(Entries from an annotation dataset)
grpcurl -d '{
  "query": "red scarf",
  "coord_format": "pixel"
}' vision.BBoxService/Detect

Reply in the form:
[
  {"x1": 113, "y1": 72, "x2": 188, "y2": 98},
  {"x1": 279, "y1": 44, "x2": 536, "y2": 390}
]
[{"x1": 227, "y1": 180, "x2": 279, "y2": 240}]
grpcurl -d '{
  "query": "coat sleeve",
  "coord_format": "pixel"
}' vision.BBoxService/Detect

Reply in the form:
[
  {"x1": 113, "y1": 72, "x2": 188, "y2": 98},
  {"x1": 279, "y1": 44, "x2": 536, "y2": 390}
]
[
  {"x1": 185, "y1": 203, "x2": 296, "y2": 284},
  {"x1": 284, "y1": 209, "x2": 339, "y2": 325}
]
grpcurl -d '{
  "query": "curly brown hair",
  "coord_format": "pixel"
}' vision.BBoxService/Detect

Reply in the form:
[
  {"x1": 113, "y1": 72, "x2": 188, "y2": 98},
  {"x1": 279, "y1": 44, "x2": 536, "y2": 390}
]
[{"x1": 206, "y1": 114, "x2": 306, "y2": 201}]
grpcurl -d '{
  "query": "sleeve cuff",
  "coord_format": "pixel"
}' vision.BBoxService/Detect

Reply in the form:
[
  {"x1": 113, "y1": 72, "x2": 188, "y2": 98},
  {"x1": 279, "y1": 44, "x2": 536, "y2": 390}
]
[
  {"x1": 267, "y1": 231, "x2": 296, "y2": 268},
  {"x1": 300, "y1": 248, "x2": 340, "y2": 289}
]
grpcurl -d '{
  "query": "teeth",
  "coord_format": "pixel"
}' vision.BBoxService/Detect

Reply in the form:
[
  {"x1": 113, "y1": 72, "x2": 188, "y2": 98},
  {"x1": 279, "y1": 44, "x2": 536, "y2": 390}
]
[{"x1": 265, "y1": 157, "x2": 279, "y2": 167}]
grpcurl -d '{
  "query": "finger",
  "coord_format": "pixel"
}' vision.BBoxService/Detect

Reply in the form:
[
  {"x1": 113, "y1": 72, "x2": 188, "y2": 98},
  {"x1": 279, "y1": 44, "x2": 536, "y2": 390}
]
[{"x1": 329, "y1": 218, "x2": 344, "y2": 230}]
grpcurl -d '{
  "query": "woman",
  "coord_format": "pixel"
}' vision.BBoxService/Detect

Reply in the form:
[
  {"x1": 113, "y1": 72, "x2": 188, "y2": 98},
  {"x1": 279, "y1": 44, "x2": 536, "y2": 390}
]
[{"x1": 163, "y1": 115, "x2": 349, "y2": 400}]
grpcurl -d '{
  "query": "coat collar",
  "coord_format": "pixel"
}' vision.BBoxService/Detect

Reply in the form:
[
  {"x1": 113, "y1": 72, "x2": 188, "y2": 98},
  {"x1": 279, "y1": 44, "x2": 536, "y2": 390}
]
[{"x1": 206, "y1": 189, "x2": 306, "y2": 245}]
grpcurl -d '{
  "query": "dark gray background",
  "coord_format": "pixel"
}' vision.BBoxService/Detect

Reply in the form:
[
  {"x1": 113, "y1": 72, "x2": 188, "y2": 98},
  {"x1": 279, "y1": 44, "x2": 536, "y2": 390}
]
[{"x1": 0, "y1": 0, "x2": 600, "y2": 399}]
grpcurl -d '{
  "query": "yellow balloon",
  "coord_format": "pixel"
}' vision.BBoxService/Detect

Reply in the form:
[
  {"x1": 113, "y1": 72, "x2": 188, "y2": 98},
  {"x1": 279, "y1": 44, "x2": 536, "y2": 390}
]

### Given problem
Please find each line in the records above that contains the string "sleeve" and copy those lines.

### The solution
  "query": "coat sleeve",
  "query": "sleeve cuff",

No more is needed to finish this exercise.